● What this task involves:
Go to the line below containing "the fish anal" and print exactly from there through the line containing "of the silver", both included. Print nothing else.

● Data for review:
------------

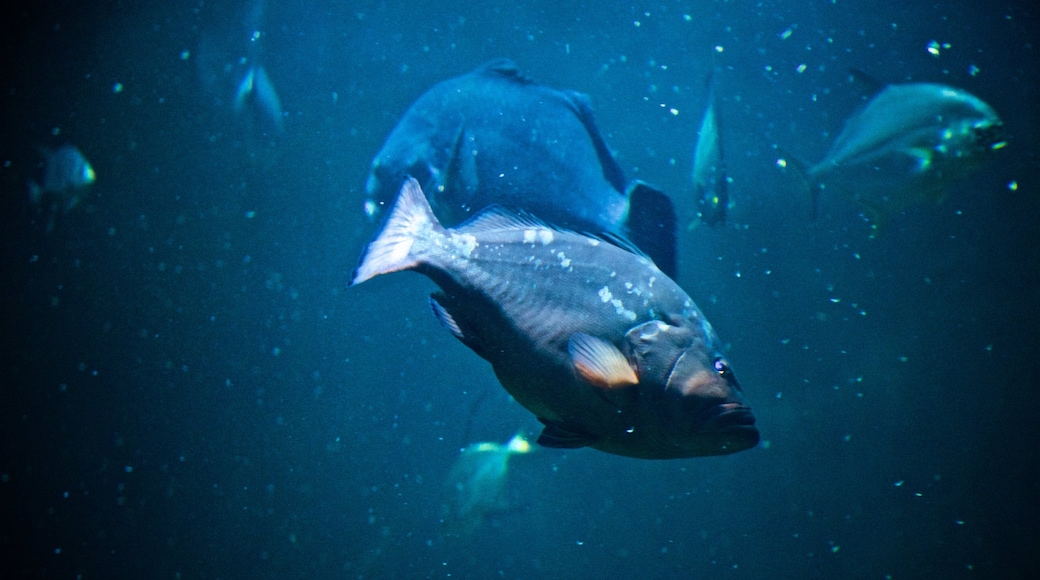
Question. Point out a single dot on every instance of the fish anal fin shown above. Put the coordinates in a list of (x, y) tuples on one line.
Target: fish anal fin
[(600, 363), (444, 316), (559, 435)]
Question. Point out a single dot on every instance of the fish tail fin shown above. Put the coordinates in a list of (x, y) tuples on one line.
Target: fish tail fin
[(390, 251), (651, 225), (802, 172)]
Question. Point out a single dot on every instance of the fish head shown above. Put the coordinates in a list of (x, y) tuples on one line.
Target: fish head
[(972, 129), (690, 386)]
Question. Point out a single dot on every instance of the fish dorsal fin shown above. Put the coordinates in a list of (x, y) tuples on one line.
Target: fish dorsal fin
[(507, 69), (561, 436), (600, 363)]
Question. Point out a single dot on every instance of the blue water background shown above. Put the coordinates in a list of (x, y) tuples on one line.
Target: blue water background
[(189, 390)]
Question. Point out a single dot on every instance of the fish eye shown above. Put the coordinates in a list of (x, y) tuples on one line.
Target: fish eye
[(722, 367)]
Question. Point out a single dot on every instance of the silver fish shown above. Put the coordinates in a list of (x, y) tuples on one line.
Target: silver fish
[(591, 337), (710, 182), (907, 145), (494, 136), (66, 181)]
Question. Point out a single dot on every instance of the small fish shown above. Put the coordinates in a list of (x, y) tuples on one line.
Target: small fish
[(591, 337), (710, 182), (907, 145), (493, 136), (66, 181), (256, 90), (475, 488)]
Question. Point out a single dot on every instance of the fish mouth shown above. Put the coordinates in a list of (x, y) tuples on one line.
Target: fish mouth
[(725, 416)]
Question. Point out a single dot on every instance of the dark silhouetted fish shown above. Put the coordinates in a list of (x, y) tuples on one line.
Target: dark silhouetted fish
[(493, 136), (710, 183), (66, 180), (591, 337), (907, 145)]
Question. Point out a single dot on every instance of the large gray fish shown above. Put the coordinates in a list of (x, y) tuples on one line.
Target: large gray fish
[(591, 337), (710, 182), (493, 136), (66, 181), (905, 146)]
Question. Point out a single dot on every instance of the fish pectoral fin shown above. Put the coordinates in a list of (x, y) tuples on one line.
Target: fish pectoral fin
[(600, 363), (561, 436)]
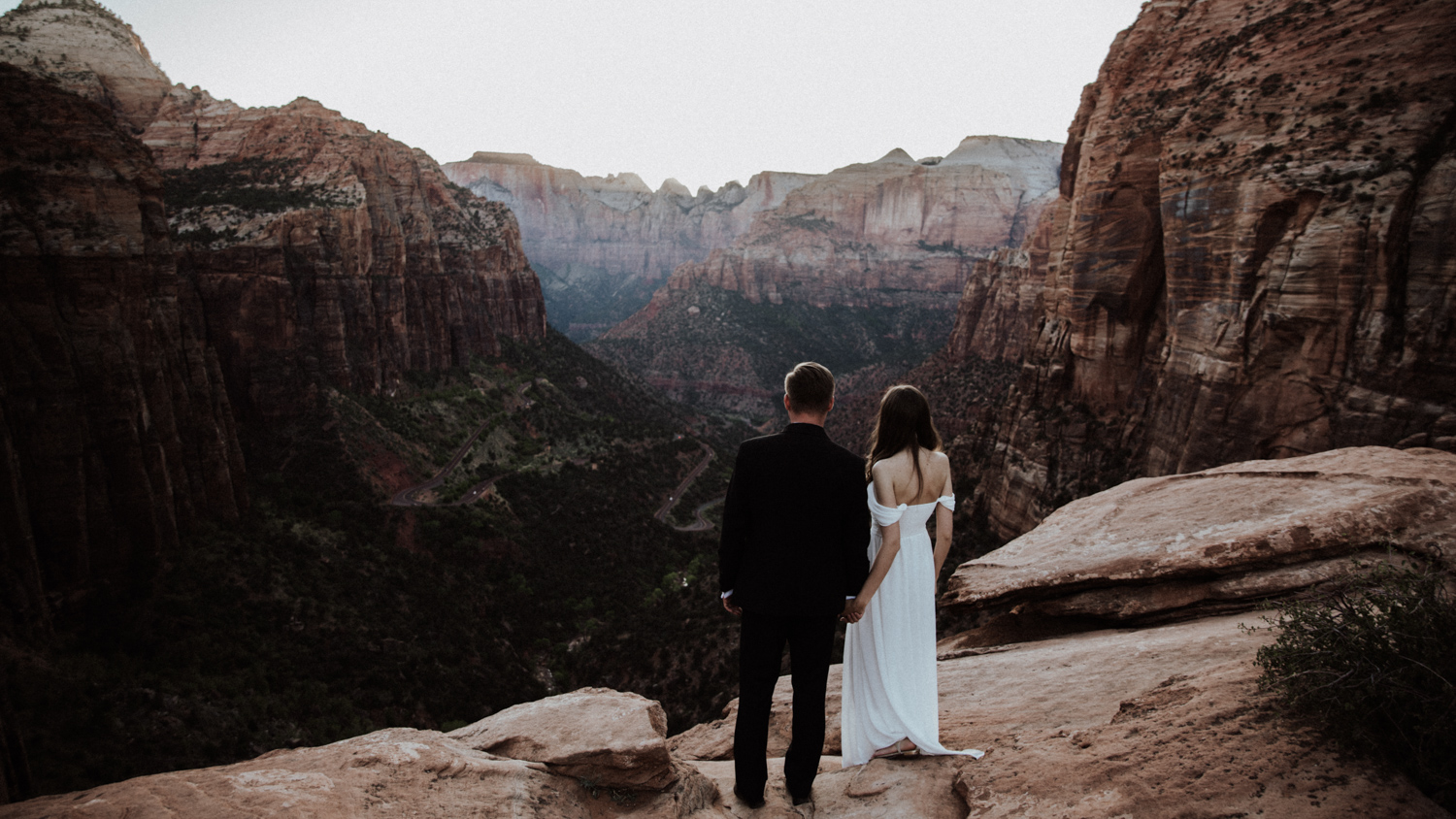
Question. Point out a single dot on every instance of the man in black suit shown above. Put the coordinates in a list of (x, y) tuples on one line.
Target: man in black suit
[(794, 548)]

------------

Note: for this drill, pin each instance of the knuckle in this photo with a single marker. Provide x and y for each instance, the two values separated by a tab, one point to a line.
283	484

------------

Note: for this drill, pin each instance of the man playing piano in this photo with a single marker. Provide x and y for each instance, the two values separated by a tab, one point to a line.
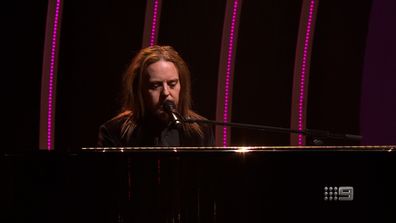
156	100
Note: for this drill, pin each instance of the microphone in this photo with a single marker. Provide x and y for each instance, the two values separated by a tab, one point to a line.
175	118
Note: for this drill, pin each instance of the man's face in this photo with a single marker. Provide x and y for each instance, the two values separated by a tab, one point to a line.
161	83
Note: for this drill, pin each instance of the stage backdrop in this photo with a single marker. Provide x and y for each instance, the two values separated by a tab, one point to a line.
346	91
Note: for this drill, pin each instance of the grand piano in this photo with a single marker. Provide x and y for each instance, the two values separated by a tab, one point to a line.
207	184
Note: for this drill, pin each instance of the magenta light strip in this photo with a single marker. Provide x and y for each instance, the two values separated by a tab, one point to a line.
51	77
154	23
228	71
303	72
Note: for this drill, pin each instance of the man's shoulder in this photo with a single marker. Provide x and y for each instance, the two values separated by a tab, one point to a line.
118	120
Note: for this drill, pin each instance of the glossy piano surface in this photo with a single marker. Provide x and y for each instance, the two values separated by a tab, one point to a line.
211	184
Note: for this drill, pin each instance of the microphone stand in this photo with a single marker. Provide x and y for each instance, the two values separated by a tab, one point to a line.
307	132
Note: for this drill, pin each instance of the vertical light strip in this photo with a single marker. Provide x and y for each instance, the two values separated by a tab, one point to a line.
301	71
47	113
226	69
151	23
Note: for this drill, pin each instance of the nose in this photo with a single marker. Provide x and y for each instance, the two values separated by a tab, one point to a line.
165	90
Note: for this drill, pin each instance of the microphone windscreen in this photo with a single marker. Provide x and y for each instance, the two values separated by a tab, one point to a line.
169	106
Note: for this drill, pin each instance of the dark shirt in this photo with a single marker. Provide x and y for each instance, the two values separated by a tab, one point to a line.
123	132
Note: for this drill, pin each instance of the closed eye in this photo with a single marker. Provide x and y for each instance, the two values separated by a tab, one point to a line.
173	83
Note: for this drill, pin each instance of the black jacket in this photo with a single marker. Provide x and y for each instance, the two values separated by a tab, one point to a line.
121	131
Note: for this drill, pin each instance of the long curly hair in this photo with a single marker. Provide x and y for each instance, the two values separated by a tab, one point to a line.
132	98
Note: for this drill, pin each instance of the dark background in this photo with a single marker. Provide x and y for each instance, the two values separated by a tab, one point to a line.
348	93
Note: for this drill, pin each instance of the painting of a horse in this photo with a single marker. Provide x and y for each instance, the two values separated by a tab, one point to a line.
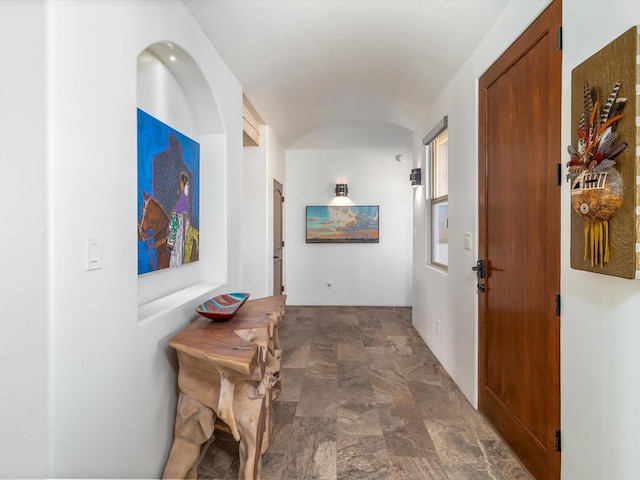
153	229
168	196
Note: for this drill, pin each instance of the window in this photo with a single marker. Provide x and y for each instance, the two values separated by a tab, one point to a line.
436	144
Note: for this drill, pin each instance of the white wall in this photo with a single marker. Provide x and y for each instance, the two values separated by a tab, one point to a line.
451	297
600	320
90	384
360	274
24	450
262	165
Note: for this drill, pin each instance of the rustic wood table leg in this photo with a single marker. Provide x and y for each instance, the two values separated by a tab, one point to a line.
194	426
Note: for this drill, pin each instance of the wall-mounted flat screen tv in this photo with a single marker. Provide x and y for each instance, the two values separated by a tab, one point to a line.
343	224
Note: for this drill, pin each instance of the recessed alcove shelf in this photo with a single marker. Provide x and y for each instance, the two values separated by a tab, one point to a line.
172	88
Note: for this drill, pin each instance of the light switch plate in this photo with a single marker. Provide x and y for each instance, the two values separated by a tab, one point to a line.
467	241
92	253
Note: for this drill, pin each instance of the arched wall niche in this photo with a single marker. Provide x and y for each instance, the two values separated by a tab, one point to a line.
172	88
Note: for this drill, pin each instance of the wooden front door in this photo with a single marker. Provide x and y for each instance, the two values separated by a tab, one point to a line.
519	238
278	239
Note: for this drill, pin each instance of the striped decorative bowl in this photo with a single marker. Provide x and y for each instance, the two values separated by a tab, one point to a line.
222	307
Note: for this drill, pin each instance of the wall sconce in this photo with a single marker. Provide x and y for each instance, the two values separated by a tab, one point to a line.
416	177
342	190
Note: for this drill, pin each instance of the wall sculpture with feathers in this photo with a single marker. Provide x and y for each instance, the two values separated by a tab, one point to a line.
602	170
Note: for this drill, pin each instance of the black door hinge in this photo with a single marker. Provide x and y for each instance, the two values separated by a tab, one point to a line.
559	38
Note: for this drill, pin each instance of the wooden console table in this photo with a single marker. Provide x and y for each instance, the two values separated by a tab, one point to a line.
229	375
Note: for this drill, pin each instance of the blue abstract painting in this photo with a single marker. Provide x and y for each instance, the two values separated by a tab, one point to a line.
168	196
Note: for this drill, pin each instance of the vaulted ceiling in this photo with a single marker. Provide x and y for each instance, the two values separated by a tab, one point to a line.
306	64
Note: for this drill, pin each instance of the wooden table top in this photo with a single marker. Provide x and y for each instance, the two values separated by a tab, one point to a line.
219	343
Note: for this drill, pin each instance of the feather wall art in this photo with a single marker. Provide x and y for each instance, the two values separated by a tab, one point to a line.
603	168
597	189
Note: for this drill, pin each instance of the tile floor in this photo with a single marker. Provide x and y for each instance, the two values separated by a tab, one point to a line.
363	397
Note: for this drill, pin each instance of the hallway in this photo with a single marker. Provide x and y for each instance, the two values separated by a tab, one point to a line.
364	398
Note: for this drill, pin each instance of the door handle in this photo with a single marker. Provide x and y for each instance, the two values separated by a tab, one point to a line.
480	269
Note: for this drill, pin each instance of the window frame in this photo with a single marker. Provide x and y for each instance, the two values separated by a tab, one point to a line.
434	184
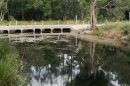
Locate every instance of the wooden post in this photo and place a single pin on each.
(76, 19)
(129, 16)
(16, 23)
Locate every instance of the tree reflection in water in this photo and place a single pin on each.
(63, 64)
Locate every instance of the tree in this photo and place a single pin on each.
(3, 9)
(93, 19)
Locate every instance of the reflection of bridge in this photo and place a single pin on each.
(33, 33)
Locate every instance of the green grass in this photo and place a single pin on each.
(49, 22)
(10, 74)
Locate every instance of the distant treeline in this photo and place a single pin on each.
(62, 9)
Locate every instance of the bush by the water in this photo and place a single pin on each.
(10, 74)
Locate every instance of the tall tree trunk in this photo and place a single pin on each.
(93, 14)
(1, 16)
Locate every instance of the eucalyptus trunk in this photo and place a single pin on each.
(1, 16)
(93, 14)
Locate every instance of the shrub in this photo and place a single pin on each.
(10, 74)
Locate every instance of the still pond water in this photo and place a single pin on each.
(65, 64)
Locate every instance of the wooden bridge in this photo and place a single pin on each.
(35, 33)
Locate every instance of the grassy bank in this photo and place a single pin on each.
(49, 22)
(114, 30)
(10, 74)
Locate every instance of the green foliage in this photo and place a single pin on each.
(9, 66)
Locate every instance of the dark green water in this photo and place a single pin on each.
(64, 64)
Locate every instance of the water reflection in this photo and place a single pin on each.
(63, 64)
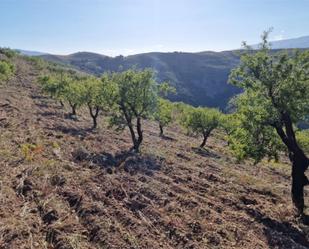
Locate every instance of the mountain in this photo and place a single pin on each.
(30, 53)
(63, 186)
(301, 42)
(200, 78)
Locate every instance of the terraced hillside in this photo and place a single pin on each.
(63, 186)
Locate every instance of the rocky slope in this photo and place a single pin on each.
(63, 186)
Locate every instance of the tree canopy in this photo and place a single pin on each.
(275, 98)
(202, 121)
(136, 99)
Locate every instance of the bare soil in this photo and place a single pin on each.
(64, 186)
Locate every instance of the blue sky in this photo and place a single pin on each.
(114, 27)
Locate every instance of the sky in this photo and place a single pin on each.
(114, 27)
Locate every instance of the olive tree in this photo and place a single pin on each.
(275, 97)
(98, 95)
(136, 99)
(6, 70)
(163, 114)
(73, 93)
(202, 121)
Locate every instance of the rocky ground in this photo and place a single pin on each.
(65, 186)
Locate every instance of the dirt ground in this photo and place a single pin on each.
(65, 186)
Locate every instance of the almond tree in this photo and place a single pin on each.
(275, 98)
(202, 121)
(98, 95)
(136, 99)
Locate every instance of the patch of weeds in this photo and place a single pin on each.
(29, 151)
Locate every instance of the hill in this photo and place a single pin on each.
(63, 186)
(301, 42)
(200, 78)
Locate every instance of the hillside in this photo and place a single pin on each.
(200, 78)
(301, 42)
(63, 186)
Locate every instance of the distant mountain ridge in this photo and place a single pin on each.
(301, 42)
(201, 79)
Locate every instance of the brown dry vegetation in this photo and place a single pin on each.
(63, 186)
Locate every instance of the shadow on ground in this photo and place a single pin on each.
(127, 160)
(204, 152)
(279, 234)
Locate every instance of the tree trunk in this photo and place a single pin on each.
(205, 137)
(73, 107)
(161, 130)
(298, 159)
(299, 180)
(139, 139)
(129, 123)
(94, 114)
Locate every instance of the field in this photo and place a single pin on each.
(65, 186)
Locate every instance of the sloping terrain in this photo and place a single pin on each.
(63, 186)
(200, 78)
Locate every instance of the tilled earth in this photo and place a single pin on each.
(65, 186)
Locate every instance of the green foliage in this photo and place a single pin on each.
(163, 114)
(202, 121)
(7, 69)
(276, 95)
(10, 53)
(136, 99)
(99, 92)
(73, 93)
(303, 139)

------------

● Solved exercise:
Question. Point out a single dot on every instance of the fish anal fin shown above. Put the coordinates in a list of (x, y) tuples on one line.
Target: fish anal fin
[(600, 363), (444, 316), (559, 435)]
Question. Point out a single dot on every instance of the fish tail fin shown above. Put the coordinates in a list of (x, y) tuples on one line.
Target: fish tail fin
[(390, 251), (651, 225), (802, 172)]
Question. Point out a single dot on every instance of the fish head shown above. Put the coordinates in a list of (x, y) tuples on one line.
Target: fish head
[(972, 129), (690, 386)]
Question. Point out a single dot on every instance of the fish dorsal fin shown above. Put the coordinates in a list of (x, y) tuples on one line.
Target: fish dorsal fin
[(507, 69), (561, 436), (600, 363)]
Question. Point out a single dot on every instance of the blue water background shown above. Put the coordinates in a list of (x, y) tuples on one line.
Target: blue water background
[(189, 390)]
Question. Point out a single dot on every instance of the fish eye shown above. Put the coordinates in a list of (x, y) tuples on one line.
Target: fish eye
[(722, 367)]
Question. Point out a single dot on every instance of the silver fish shown above. Put the coordinates in a list of (x, y) tuples on one line.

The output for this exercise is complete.